[Annotation dataset rows]

++++++

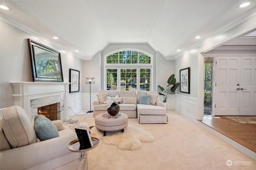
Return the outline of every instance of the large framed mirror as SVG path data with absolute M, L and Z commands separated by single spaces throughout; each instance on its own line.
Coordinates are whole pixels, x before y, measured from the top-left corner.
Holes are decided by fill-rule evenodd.
M 63 82 L 60 53 L 28 39 L 34 81 Z

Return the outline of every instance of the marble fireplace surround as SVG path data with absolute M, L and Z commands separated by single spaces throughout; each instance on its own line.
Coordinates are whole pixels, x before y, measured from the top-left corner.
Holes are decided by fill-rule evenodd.
M 23 108 L 34 124 L 38 107 L 59 103 L 60 120 L 68 119 L 68 96 L 70 83 L 10 82 L 14 88 L 14 105 Z

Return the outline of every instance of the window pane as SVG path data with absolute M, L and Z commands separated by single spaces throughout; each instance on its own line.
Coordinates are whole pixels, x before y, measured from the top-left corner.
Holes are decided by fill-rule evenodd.
M 120 69 L 120 90 L 136 90 L 137 89 L 136 71 L 136 69 Z
M 140 69 L 140 90 L 150 90 L 150 69 Z
M 107 69 L 107 89 L 117 89 L 117 69 Z

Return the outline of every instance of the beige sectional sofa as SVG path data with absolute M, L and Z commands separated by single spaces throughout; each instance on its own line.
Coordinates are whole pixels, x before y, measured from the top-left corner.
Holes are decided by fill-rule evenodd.
M 119 102 L 119 112 L 125 113 L 129 118 L 137 118 L 139 123 L 167 123 L 168 118 L 166 109 L 157 100 L 158 94 L 153 91 L 140 91 L 137 93 L 132 91 L 102 90 L 97 94 L 98 100 L 93 103 L 93 116 L 107 112 L 106 105 L 104 104 L 108 95 L 118 95 L 122 99 Z M 146 104 L 141 103 L 141 96 L 150 95 Z M 143 96 L 143 97 L 145 96 Z
M 10 108 L 6 112 L 13 115 L 6 117 L 5 113 L 0 121 L 1 170 L 77 169 L 80 155 L 67 148 L 71 141 L 77 138 L 73 130 L 64 129 L 61 121 L 54 121 L 59 136 L 40 141 L 23 109 L 17 106 Z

++++++

• Required work:
Write out every one of the rows above verbatim, but omit the picture lines.

• Answer to the exercise:
Return the outline of every instance of the large framed mirror as SVG path data with absolute M, L and Z commands separated by single spaces throughout; each instance on its own line.
Coordinates are whole pixels, x before y, measured from the top-left corner.
Holes are decided by fill-rule evenodd.
M 63 82 L 60 53 L 28 39 L 34 81 Z

Return the outline of every instance of the marble fireplace surround as SVG path data with absolute M, L and Z commands separated by single spaces throughout; each instance on its own line.
Coordinates are whole pixels, x before y, measured from the top-left corner.
Holes are decided by fill-rule evenodd.
M 23 108 L 34 124 L 38 107 L 59 103 L 60 120 L 68 119 L 68 96 L 70 83 L 10 82 L 14 88 L 14 105 Z

Return the outline of every instance of the window pane as SVG path data with absolute M, L and Z commands separated by single spaces throughout; each instance on its own line.
Coordinates are whole pixels, x before y, measured from the top-left corner.
Holes are decided by fill-rule evenodd.
M 120 69 L 120 90 L 136 90 L 137 89 L 136 71 L 136 69 Z
M 140 69 L 140 90 L 150 90 L 150 69 Z
M 107 69 L 107 89 L 117 89 L 117 69 Z

Return the outline of every instance of the beige sectional sofa as SVG path data with absolute M, L and Z commands separated by single spaces throughout; each instance on its own line.
Coordinates are whole pixels, x before y, measured from the top-left corner.
Holes are decided by fill-rule evenodd.
M 119 102 L 119 112 L 125 113 L 129 118 L 137 118 L 139 123 L 167 123 L 168 118 L 166 109 L 157 100 L 158 94 L 153 91 L 140 91 L 137 93 L 132 91 L 102 90 L 97 94 L 98 100 L 93 103 L 93 116 L 107 112 L 106 105 L 104 104 L 108 95 L 118 95 L 122 99 Z M 146 104 L 141 103 L 141 96 L 150 95 Z M 143 96 L 143 97 L 145 96 Z
M 10 108 L 6 112 L 13 115 L 6 117 L 5 113 L 0 121 L 1 170 L 77 169 L 80 155 L 67 148 L 71 141 L 77 138 L 73 130 L 64 129 L 61 121 L 54 121 L 59 136 L 40 141 L 23 109 L 17 106 Z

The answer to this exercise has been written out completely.